**SOURCE RECORDS:**
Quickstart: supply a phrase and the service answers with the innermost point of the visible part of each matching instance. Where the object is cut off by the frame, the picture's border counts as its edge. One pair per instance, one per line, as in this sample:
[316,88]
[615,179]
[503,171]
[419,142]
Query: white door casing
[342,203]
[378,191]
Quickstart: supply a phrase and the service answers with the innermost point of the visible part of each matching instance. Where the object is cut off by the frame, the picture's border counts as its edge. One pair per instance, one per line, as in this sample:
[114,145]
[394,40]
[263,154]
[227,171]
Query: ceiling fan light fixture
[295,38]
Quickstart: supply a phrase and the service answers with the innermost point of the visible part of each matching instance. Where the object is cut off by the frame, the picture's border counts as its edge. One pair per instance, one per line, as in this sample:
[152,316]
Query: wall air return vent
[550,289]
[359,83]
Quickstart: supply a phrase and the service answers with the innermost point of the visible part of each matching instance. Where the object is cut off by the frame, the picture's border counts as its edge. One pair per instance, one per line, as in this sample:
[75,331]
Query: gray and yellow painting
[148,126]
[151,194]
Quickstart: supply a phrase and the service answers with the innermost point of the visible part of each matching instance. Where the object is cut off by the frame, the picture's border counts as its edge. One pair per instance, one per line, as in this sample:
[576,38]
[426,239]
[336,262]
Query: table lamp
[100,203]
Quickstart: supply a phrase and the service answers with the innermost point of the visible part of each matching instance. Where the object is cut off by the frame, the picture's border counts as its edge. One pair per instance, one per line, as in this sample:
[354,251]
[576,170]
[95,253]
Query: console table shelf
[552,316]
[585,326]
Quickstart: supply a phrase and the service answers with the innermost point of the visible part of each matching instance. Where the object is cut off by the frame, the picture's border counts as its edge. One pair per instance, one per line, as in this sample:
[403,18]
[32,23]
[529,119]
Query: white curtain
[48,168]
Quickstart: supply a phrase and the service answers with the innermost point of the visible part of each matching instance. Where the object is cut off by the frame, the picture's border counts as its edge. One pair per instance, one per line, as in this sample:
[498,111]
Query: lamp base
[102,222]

**TASK DIRECTIONS:** Find each line in the rows above that contains the string "table" and copy it out in full. Match case exactly.

**ANSWER TO THIS PROBLEM:**
Query: table lamp
Query: console table shelf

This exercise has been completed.